* Given task 1: Convert every line of the records below, the block that opens with "POST /point", into a JSON list of strings, one string per line, skipping blank lines and leaving the picture out.

* Source document:
>>
Monday, November 12

Mail.app and Safari... sadly not up to snuff for my needs

Mail

When I saw the IMAP feature enabled in my GMail account last week, I thought I'd hit the jackpot. I set it up immediately and started using the built-in OS X mail client I'd heard so many raves about. I gave it a good solid week of faithful use but in the end I just had to go back to GMail's web interface. There were two features I just couldn't live without:

1. Labels. I'm the kind of guy that puts multiple labels on some messages. This message might be an order status from Amazon for my daughter's X-mas gift, so it gets the "expenses" label and the "daughter" label. You just can't do that in OS X Mail; it translates labels to folders and flattens it to a one-to-one relationship; you can only put the message into one folder.

2. Searching. I didn't realize, until after my switch, how often I search my massive archive of e-mail for absolutely ancient pieces of correspondence. Just this morning somebody asked me when I had purchased my first Mac. I typed the model name into GMail's search field and in less than a second up came the order confirmation e-mail.

Safari

Even though Mail.app didn't float my boat, I decided to continue the experiment this week and switch cold-turkey to Safari from Firefox. It's been two hours now and I'm already feeling the pain.
<<
* Data for this task:
>>
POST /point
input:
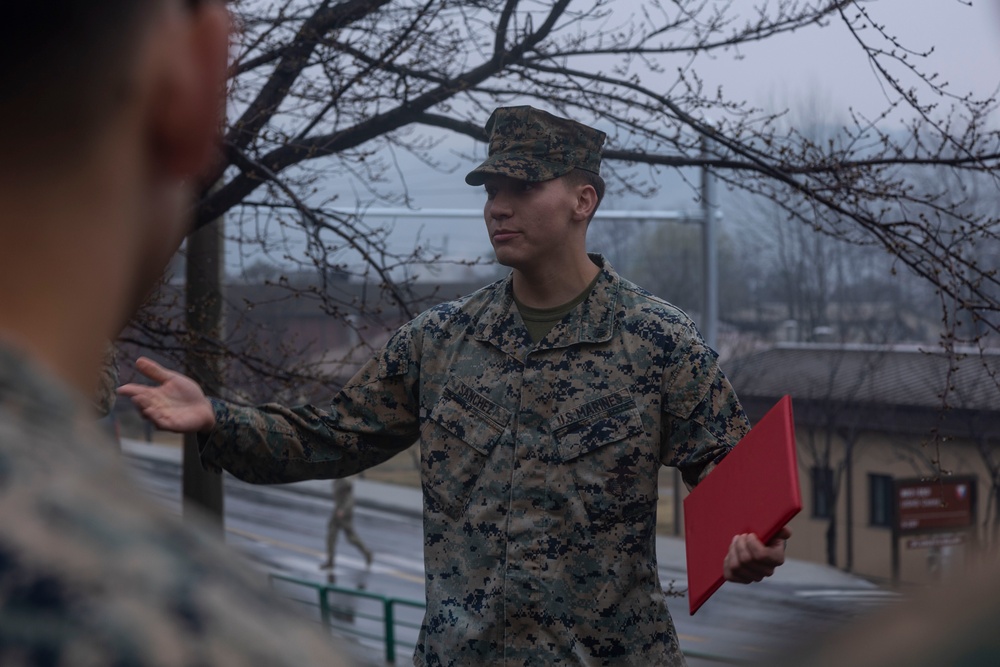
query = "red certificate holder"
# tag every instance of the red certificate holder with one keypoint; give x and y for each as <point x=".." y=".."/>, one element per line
<point x="755" y="489"/>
<<
* Given task 2: Reproduce the whole post above about Mail.app and Safari word for word.

* Right answer 1:
[
  "POST /point",
  "input:",
  "query = \"red certificate holder\"",
  "# tag every instance of the red certificate holder with one keypoint; give x and y for each as <point x=\"..\" y=\"..\"/>, one element per line",
  "<point x=\"755\" y=\"489\"/>"
]

* Right answer 2:
Monday, November 12

Mail.app and Safari... sadly not up to snuff for my needs

Mail

When I saw the IMAP feature enabled in my GMail account last week, I thought I'd hit the jackpot. I set it up immediately and started using the built-in OS X mail client I'd heard so many raves about. I gave it a good solid week of faithful use but in the end I just had to go back to GMail's web interface. There were two features I just couldn't live without:

1. Labels. I'm the kind of guy that puts multiple labels on some messages. This message might be an order status from Amazon for my daughter's X-mas gift, so it gets the "expenses" label and the "daughter" label. You just can't do that in OS X Mail; it translates labels to folders and flattens it to a one-to-one relationship; you can only put the message into one folder.

2. Searching. I didn't realize, until after my switch, how often I search my massive archive of e-mail for absolutely ancient pieces of correspondence. Just this morning somebody asked me when I had purchased my first Mac. I typed the model name into GMail's search field and in less than a second up came the order confirmation e-mail.

Safari

Even though Mail.app didn't float my boat, I decided to continue the experiment this week and switch cold-turkey to Safari from Firefox. It's been two hours now and I'm already feeling the pain.